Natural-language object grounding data
»»

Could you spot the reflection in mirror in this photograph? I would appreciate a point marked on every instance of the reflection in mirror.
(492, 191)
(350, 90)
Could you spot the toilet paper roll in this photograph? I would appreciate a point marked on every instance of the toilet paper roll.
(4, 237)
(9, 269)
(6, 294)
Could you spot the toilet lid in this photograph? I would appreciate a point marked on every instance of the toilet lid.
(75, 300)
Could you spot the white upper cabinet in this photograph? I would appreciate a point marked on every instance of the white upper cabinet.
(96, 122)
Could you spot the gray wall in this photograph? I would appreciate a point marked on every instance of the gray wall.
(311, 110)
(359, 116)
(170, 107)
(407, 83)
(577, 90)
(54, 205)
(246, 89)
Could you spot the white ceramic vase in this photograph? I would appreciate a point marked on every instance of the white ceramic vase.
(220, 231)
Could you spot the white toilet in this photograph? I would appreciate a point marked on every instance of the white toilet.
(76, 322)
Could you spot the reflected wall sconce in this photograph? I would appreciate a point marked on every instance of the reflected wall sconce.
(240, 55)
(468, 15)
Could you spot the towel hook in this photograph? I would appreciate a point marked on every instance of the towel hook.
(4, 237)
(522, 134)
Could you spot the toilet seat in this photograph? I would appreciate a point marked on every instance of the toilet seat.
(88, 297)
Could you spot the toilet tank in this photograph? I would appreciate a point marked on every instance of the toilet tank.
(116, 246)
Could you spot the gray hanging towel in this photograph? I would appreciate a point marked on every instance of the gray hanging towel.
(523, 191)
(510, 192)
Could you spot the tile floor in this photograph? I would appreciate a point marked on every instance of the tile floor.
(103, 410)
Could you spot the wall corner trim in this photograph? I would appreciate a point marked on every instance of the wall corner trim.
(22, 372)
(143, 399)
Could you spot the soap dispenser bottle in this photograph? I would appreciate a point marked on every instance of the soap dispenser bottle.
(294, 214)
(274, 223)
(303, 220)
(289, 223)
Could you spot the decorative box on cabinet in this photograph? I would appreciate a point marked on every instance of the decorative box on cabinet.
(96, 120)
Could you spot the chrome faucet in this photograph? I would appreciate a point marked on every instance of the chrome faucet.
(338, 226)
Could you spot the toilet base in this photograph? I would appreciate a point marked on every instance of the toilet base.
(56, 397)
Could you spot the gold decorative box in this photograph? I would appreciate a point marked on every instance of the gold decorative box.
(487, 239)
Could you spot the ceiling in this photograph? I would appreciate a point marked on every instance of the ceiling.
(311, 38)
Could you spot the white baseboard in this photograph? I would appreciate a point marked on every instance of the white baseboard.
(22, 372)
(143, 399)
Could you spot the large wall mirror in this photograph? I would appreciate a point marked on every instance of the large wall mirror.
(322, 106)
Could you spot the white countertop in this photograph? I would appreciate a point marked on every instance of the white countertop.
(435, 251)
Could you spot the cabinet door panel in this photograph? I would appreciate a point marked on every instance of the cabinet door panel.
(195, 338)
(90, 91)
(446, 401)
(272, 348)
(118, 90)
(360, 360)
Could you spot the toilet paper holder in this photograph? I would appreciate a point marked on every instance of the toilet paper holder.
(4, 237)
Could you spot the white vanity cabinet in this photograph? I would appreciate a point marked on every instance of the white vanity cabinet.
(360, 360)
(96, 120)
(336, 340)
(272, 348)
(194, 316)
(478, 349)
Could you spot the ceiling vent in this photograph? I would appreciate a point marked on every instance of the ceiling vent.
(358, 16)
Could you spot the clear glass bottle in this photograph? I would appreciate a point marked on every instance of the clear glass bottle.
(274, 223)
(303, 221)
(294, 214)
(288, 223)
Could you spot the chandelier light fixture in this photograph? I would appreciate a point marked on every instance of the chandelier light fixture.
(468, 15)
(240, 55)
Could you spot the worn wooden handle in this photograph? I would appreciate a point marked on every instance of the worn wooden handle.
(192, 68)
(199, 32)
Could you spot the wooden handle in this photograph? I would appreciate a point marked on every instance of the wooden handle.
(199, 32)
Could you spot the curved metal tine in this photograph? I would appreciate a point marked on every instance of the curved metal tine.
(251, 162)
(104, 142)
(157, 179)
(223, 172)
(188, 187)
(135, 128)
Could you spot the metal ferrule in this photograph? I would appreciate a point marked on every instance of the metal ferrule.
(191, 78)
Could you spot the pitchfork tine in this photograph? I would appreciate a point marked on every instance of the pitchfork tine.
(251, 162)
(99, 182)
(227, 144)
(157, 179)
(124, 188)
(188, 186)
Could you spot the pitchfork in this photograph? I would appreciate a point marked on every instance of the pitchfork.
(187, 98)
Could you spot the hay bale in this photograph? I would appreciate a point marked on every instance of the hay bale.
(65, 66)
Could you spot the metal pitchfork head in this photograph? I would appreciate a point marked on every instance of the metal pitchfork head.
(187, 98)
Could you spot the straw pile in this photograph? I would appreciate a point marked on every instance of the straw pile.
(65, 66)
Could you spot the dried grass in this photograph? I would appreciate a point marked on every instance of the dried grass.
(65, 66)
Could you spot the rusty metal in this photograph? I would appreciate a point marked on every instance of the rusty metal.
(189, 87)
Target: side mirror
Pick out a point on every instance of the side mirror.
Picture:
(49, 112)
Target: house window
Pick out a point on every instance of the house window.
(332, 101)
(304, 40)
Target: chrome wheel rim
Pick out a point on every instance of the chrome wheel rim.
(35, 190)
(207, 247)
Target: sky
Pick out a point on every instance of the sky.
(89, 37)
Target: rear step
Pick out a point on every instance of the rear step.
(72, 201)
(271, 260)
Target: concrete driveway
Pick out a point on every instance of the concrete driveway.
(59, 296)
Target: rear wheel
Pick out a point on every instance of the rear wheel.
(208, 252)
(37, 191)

««

- INSTRUCTIONS FOR THE TASK: Output every record above a second time, exactly.

- WORKED SOLUTION:
Could you spot the reflection in mirror in this photograph? I would appreciate a point marked on every instance of the reflection in mirror.
(492, 191)
(350, 90)
Could you spot the toilet paper roll in this photograph? I would appreciate a point marked on every instance of the toilet paper roll.
(4, 237)
(9, 269)
(6, 294)
Could you spot the toilet lid in this photograph? I would appreciate a point marked on every instance of the toilet lid.
(75, 300)
Could you spot the white upper cabinet in this photograph? I would appreciate a point marked on every instance of the white upper cabinet.
(96, 122)
Could you spot the gray wall in this photograph? I would appreciate a point marked on every instance of the gray wall.
(311, 110)
(359, 116)
(170, 107)
(407, 83)
(577, 90)
(54, 205)
(246, 89)
Could you spot the white ceramic vase in this photograph? I would appreciate a point marked on every instance of the white ceramic vase.
(220, 231)
Could you spot the white toilet in this photograph? I would appreciate a point marked on every instance of the white toilet.
(76, 322)
Could you spot the reflected wall sconce in this photograph? I would appreciate a point marked on every instance of the reflected wall sconce.
(240, 55)
(468, 15)
Could you spot the towel hook in this photograph? I would appreciate a point marked on every instance of the towel hook.
(4, 237)
(522, 134)
Could you spot the toilet seat in this photograph? I would appreciate a point marked on every instance of the toilet seat.
(88, 297)
Could you spot the toilet tank in this photograph? I would appreciate a point marked on every instance of the toilet tank.
(116, 246)
Could you spot the gray hanging towel in this photograph? I would appreciate a point marked on every instance of the gray hanging towel.
(523, 191)
(510, 192)
Could you spot the tile floor in this photograph? I would appreciate a point marked on every instance of the tile floor.
(103, 410)
Could you spot the wall corner trim in this photograph? I would appreciate a point marked on every instance of the wall corner trim.
(22, 372)
(143, 399)
Could you spot the soap dispenser bottle in this photograph? I would appreciate a point marked on every instance of the soap dispenser bottle.
(294, 214)
(274, 223)
(303, 220)
(289, 223)
Could you spot the decorative box on cabinet in this photograph? I would appreciate a point marked on every instance of the decorative box on cabinet.
(96, 120)
Could you spot the chrome faucet in this photograph? I would appreciate a point marked on every instance of the chrome faucet.
(338, 226)
Could you spot the toilet base in this photograph? I would appreciate a point marked on every instance of the toilet base.
(56, 397)
Could you spot the gold decorative box in this photograph? I would appreciate a point marked on every instance of the gold decorative box.
(487, 239)
Could you spot the ceiling in this photograph? I would appreciate a point marked on every instance of the ceiling.
(311, 38)
Could you spot the white baseboard in this photograph? I would appreciate a point marked on every instance of the white baseboard.
(22, 372)
(143, 399)
Could you spot the large wall mirror in this photograph? I would appreciate a point marked on every instance of the large wall mirror.
(322, 106)
Could you spot the white countertop in this photograph? I would appreciate a point marked on every instance of the white countertop.
(435, 251)
Could you spot the cabinet door panel in this photograph? I would appreciate a point marked on every instance of the cabinet door panel.
(195, 338)
(90, 91)
(446, 401)
(272, 348)
(118, 90)
(360, 360)
Could you spot the toilet paper holder in this photograph? I would appreciate a point marked on every instance of the toilet paper holder.
(4, 237)
Could you spot the white vanity cabinet in this photograph? I would appreciate a point marked on every instance of the white vanity cabinet.
(360, 360)
(96, 120)
(336, 340)
(272, 348)
(194, 316)
(478, 349)
Could you spot the ceiling vent in this photograph? I would appreciate a point marked on every instance of the ceiling vent.
(358, 16)
Could you spot the clear glass bottle in this photograph? I would appreciate a point marked on every instance of the clear glass bottle.
(274, 223)
(303, 221)
(294, 214)
(288, 223)
Could you spot the chandelier light fixture in this photograph? I would appreciate a point marked on every instance of the chandelier light fixture.
(468, 15)
(240, 55)
Could you spot the worn wooden handle in this photograph? I would appreciate a point marked on every instance of the worn wooden handle.
(192, 68)
(199, 32)
Could you spot the wooden handle in this photograph? I would appreciate a point marked on every instance of the wooden handle.
(199, 32)
Could you spot the curved metal tine in this photograph? I would appreciate a point marked on every instance of the curved metal tine.
(251, 162)
(104, 142)
(157, 179)
(223, 172)
(188, 187)
(135, 128)
Could you spot the metal ferrule in this photograph? I would appreciate a point marked on every instance of the metal ferrule.
(191, 78)
Could you spot the pitchfork tine in this photograph? I would appreciate a point marked on every instance of the pitchfork tine.
(251, 162)
(99, 182)
(227, 144)
(157, 179)
(124, 188)
(188, 186)
Could you spot the pitchfork in this photograph? I would appreciate a point marked on every instance of the pitchfork.
(187, 98)
Could you spot the hay bale in this photograph? I would appreciate a point marked on every instance of the hay bale.
(65, 66)
Could you spot the metal pitchfork head in this photograph? I would appreciate a point marked on every instance of the metal pitchfork head.
(187, 98)
Could you spot the straw pile in this photograph? I would appreciate a point marked on every instance of the straw pile.
(65, 66)
Could you spot the dried grass in this photograph? I would appreciate a point marked on every instance of the dried grass.
(65, 66)
Could you spot the rusty metal in this photograph? I would appreciate a point marked on every instance of the rusty metal.
(189, 87)
Target: side mirror
Pick out a point on every instance of the side mirror.
Picture:
(49, 112)
Target: house window
Pick out a point on every instance of the house window.
(332, 101)
(304, 40)
Target: chrome wheel rim
Pick out a point on every instance of the chrome wheel rim.
(35, 190)
(207, 247)
Target: sky
Pick out a point on every instance of the sky.
(89, 37)
Target: rear step
Pick out a point on every instance of the rear step.
(72, 201)
(271, 260)
Target: concrete driveway
Pick out a point on every instance of the concrete driveway.
(59, 296)
Target: rear wheel
Pick out a point on every instance of the rear wheel.
(208, 252)
(37, 191)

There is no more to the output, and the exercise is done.